■ **Work to do**:
Extract the complete listing and output it unchanged.

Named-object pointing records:
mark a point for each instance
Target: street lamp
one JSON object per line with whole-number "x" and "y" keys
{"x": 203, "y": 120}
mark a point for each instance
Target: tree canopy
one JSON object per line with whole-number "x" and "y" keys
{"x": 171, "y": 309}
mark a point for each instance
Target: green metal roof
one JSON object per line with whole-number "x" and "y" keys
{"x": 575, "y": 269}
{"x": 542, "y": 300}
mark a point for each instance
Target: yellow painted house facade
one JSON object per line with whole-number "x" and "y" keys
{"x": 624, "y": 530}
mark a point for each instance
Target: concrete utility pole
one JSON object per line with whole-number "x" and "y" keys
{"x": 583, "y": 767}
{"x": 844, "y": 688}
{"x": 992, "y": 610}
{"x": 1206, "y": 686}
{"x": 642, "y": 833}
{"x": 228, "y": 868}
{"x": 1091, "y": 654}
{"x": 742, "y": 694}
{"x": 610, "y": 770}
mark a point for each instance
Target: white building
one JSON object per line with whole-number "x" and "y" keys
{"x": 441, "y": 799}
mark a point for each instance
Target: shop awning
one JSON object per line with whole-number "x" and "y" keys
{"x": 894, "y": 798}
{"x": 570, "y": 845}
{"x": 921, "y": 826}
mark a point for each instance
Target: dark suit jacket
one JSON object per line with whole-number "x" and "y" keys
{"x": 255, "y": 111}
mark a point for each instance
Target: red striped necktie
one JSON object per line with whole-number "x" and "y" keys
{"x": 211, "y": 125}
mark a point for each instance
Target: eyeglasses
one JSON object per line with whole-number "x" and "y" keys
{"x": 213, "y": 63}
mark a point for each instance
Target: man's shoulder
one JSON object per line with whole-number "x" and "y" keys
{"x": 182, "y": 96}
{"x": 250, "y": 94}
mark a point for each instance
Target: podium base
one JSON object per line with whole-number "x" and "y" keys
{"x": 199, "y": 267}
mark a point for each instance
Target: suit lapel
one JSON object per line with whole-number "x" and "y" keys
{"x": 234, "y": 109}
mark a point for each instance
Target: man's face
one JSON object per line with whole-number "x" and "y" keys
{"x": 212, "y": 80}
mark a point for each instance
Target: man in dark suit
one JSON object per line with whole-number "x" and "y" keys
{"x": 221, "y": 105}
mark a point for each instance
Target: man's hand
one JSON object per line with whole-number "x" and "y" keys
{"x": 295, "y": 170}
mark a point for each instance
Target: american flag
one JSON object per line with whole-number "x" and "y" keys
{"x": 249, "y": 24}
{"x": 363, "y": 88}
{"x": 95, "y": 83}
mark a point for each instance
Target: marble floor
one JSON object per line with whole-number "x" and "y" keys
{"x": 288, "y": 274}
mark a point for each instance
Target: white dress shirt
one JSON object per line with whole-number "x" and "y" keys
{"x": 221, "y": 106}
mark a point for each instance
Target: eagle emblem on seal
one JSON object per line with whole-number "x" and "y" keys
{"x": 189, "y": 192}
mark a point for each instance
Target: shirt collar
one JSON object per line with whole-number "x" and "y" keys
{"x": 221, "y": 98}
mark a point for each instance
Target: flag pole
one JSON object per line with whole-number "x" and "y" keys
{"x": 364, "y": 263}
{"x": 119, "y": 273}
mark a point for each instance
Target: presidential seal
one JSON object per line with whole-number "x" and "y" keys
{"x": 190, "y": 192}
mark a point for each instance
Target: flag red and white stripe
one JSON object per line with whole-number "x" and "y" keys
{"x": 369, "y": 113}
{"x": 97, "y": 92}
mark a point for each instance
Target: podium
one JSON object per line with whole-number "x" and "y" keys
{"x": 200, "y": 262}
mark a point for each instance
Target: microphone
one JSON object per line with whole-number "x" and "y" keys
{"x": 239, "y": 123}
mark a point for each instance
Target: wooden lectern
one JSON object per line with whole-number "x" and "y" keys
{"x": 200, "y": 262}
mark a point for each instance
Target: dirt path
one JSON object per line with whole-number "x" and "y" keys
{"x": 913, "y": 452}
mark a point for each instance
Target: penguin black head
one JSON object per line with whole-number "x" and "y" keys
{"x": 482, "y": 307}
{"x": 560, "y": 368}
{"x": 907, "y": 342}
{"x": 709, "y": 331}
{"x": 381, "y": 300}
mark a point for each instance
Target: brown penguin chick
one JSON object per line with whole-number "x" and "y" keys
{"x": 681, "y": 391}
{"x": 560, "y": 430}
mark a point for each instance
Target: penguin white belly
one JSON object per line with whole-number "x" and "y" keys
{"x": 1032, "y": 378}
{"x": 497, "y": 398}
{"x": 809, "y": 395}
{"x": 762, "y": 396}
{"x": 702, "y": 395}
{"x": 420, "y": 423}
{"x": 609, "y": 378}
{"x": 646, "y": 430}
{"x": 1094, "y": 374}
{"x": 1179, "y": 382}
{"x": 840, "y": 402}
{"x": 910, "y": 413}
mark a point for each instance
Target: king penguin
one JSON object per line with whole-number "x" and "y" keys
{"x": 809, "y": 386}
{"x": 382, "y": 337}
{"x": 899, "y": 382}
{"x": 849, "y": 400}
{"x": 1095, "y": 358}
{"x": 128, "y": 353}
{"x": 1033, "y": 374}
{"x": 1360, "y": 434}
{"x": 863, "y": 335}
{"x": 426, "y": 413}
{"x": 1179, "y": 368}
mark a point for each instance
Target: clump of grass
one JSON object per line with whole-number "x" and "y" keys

■ **Response to this exercise**:
mark a point for each instance
Target: street lamp
one JSON object per line with whole-number "x" and "y" keys
{"x": 203, "y": 120}
mark a point for each instance
Target: tree canopy
one JSON object per line with whole-number "x" and "y" keys
{"x": 171, "y": 309}
mark a point for each instance
Target: green metal roof
one JSON object per line with whole-number "x" and "y" keys
{"x": 575, "y": 269}
{"x": 542, "y": 300}
mark a point for each instance
Target: yellow painted house facade
one JSON object per line with whole-number "x" and "y" keys
{"x": 624, "y": 530}
mark a point for each instance
Target: concrete utility pole
one JSON object per line with whole-number "x" and "y" keys
{"x": 583, "y": 767}
{"x": 844, "y": 688}
{"x": 992, "y": 610}
{"x": 1206, "y": 686}
{"x": 642, "y": 833}
{"x": 228, "y": 868}
{"x": 1091, "y": 654}
{"x": 742, "y": 694}
{"x": 610, "y": 770}
mark a point for each instance
Target: white building
one JSON object per line with whole-number "x" and "y" keys
{"x": 441, "y": 799}
mark a point for each instance
Target: shop awning
one JSON object per line with whole-number "x" and "y" keys
{"x": 894, "y": 798}
{"x": 570, "y": 845}
{"x": 921, "y": 826}
mark a point for each instance
Target: dark suit jacket
one JSON object per line with whole-number "x" and "y" keys
{"x": 255, "y": 111}
mark a point for each instance
Target: red striped necktie
one JSON object per line with whole-number "x" and "y" keys
{"x": 211, "y": 125}
mark a point for each instance
Target: eyeglasses
one JSON object per line with whole-number "x" and "y" keys
{"x": 213, "y": 63}
mark a point for each instance
Target: man's shoulder
one JSON object per line with whole-number "x" and "y" keys
{"x": 182, "y": 96}
{"x": 250, "y": 94}
mark a point for each instance
Target: podium base
one JSON object per line with whole-number "x" and "y" keys
{"x": 199, "y": 267}
mark a point for each instance
Target: suit lapel
one JSON object per line with whole-number "x" and "y" keys
{"x": 234, "y": 109}
mark a point for each instance
Target: man's face
one JSON object per line with whole-number "x" and "y" keys
{"x": 212, "y": 80}
mark a point for each instance
Target: man in dark suit
one JSON object per line with whole-number "x" and "y" keys
{"x": 221, "y": 105}
mark a point for each instance
Target: man's hand
one JSON object per line with whole-number "x" and "y" keys
{"x": 295, "y": 170}
mark a point for each instance
Target: american flag
one JSON object per line with whole-number "x" and "y" keys
{"x": 249, "y": 24}
{"x": 363, "y": 88}
{"x": 95, "y": 83}
mark a point for each instance
Target: marble floor
one JSON object per line with whole-number "x" and "y" keys
{"x": 288, "y": 274}
mark a point for each instance
Target: white dress shirt
one JSON object per line with whole-number "x" and "y" keys
{"x": 221, "y": 106}
mark a point for each instance
Target: eagle emblem on seal
one JSON object per line with whole-number "x" and "y" keys
{"x": 189, "y": 192}
mark a point for each instance
Target: shirt collar
one JSON object per line with whole-number "x" and "y" keys
{"x": 221, "y": 98}
mark a point for each instance
Target: flag pole
one JSON object per line with whole-number "x" and "y" keys
{"x": 364, "y": 263}
{"x": 119, "y": 273}
mark a point for each instance
Target: presidential seal
one JSON object per line with whole-number "x" and "y" keys
{"x": 190, "y": 192}
mark a point for each instance
Target: flag red and white stripe
one JSON object per line with whole-number "x" and "y" keys
{"x": 369, "y": 113}
{"x": 97, "y": 92}
mark a point for each instance
Target: podium
one JSON object per line with whole-number "x" and "y" keys
{"x": 200, "y": 262}
mark a point for each instance
Target: microphone
one JSON object per line with whole-number "x" and "y" keys
{"x": 239, "y": 123}
mark a point for each instance
Target: wooden lectern
one JSON object per line with whole-number "x" and "y" keys
{"x": 200, "y": 262}
mark a point for each instance
Target: dirt path
one JSON object per line with whole-number "x" and "y" keys
{"x": 913, "y": 452}
mark a point for each instance
Target: penguin black head
one JSON object per line with whole-number "x" and "y" keys
{"x": 482, "y": 307}
{"x": 560, "y": 368}
{"x": 907, "y": 342}
{"x": 709, "y": 331}
{"x": 381, "y": 300}
mark a point for each instance
Target: brown penguin chick
one JSON object per line with whole-number "x" and "y" keys
{"x": 681, "y": 391}
{"x": 560, "y": 430}
mark a point for each instance
Target: penguin white belly
one JSON object per line with whole-number "x" and "y" keys
{"x": 1032, "y": 378}
{"x": 497, "y": 398}
{"x": 809, "y": 395}
{"x": 762, "y": 396}
{"x": 702, "y": 395}
{"x": 420, "y": 423}
{"x": 609, "y": 378}
{"x": 646, "y": 430}
{"x": 1094, "y": 374}
{"x": 1179, "y": 382}
{"x": 840, "y": 402}
{"x": 910, "y": 413}
mark a point for each instance
Target: king penguin
one JSON object per line with whole-number "x" and "y" keys
{"x": 809, "y": 386}
{"x": 382, "y": 337}
{"x": 899, "y": 382}
{"x": 849, "y": 400}
{"x": 1095, "y": 358}
{"x": 128, "y": 353}
{"x": 1033, "y": 374}
{"x": 1360, "y": 434}
{"x": 863, "y": 335}
{"x": 426, "y": 413}
{"x": 1179, "y": 368}
mark a point for each instance
Target: clump of grass
one JSON object per line with whole-number "x" and "y" keys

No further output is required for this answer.